2. La Corte d’appello di Roma, con sentenza pubblicata in data 26 agosto 2019, rigettava il reclamo presentato dalla compagine debitrice, ritenendo che gli atti prodotti, in mancanza di ogni documentazione contabile prevista dalla legge, fossero insufficienti a dimostrare il mancato possesso dei requisiti dimensionali di cui alla L. fall., art. 1, comma 2.
3. Per la cassazione di questa sentenza ha proposto ricorso B.S., nella qualità di legale rappresentante di ***** s.r.l., prospettando un motivo di doglianza.
Gli intimati C.C.L. e fallimento ***** s.r.l. non hanno svolto difese.

• _Consegna 1_
Puoi trascrivere dal brano sul ricorso in cassazione tutto ciò che va da "2. La Corte" fino a "motivo di doglianza."?

Record di un dataset di annotazioni a punti:
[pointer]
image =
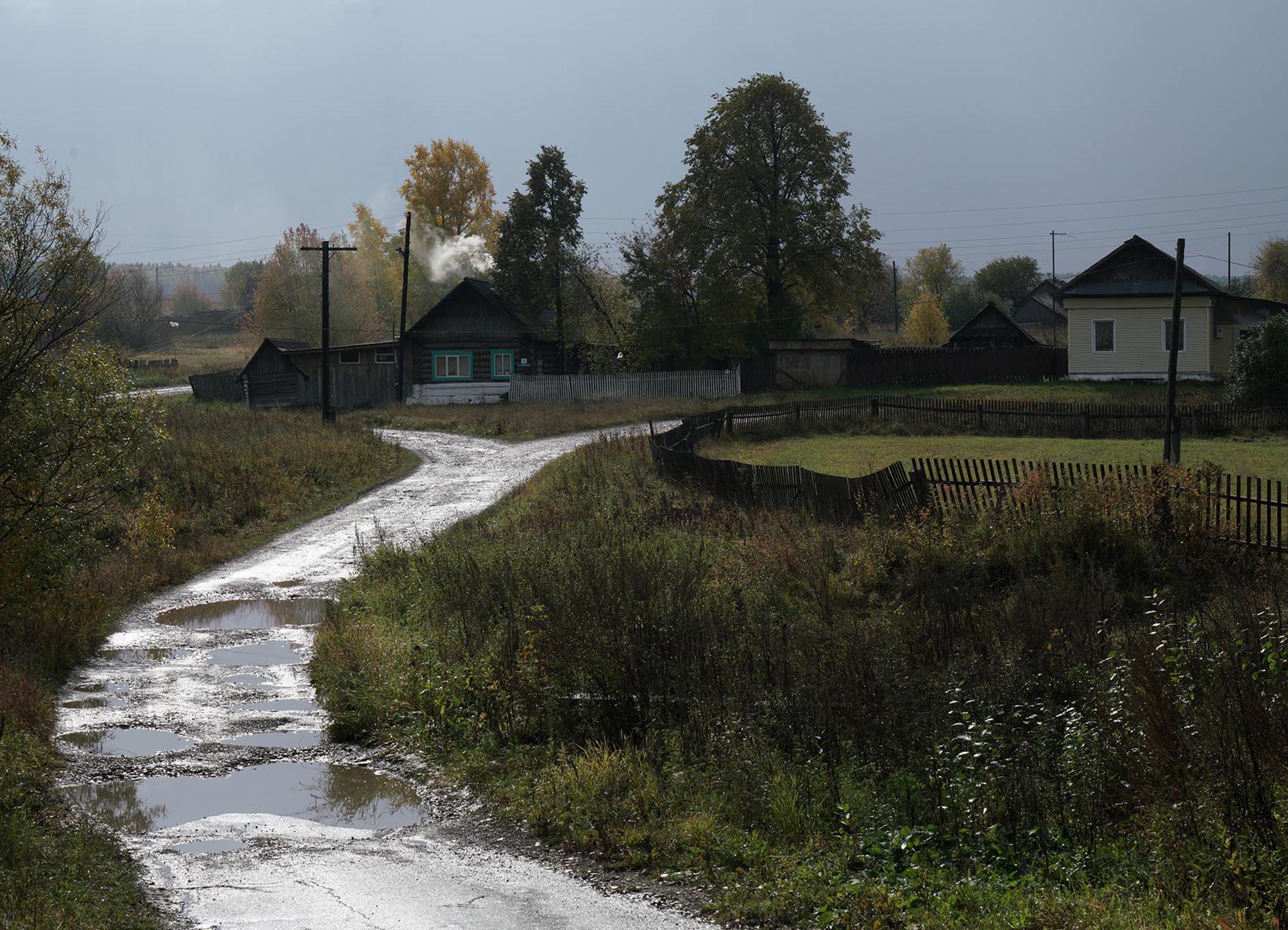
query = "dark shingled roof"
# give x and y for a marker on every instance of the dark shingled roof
(287, 344)
(1138, 267)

• _Consegna 2_
Quante righe dei record contengono la parola "shingled"? Rispondi soltanto con il numero.

• _Risposta 1_
2. La Corte d’appello di Roma, con sentenza pubblicata in data 26 agosto 2019, rigettava il reclamo presentato dalla compagine debitrice, ritenendo che gli atti prodotti, in mancanza di ogni documentazione contabile prevista dalla legge, fossero insufficienti a dimostrare il mancato possesso dei requisiti dimensionali di cui alla L. fall., art. 1, comma 2.
3. Per la cassazione di questa sentenza ha proposto ricorso B.S., nella qualità di legale rappresentante di ***** s.r.l., prospettando un motivo di doglianza.

• _Risposta 2_
2